**EXTRAIT FOURNI**
---

Cicéron, Discours contre L. Calpurnius Pison, XIV :"Mais vous avez entendu, pères conscrits, la parole d'un philosophe. Il n'a jamais, dit-il, désiré le triomphe. Quoi ! monstre infâme, opprobre et fléau de la patrie, lorsque tu détruisais le sénat, que tu trafiquais de l'autorité de cet ordre, que tu asservissais à un tribun ta puissance consulaire, que tu renversais la république, que tu livrais ma tête et ma vie, et que tu ne demandais en retour qu'une province, si tu ne désirais pas le triomphe, dis-nous enfin quel était l'objet de tes voeux effrénés. [...] Il n'est plus au pouvoir de Cn. Pompée de suivre tes principes; il s'est mépris ; il n'avait pas bu aux sources de ta philosophie. L'insensé ! il a déjà triomphé trois fois. J'en rougis pour vous, Crassus : pourquoi, après avoir terminé une guerre formidable, avez-vous demandé au sénat, avec tant d'instances, la couronne de laurier ? Et vous, P. Servilius, Q. Métellus, C. Curion, que n'avez-vous entendu les leçons de ce docte maître avant de tomber dans l'erreur qui vous a séduits ? Pour mon ami C. Pomtinius, le temps en est passé ; les voeux qu'il a faits l'enchaînent. Qu'ils étaient déraisonnables les Camille, les Curius, les Fabricius ; les Calatinus, les Scipion, les Marcellus, les Maximus ! que Paul Emile était extravagant, et Marius grossier ! que les pères de nos deux consuls étaient dépourvus de jugement, eux qui ont triomphé !"

---

**DONNÉES FOURNIES**
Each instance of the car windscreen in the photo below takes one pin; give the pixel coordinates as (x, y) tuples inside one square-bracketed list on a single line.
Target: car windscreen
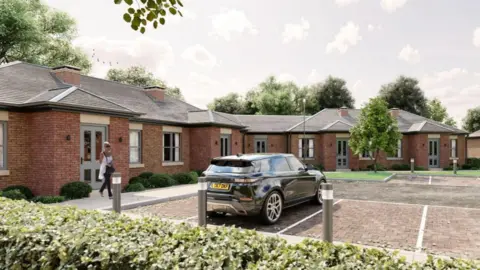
[(231, 166)]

---

Dans l'extrait du discours de Cicéron contre Pison, relevez tous les noms propres régis par l'exclamation « Qu'ils étaient déraisonnables ».

**RÉPONSE ATTENDUE**
les Camille, les Curius, les Fabricius, les Calatinus, les Scipion, les Marcellus, les Maximus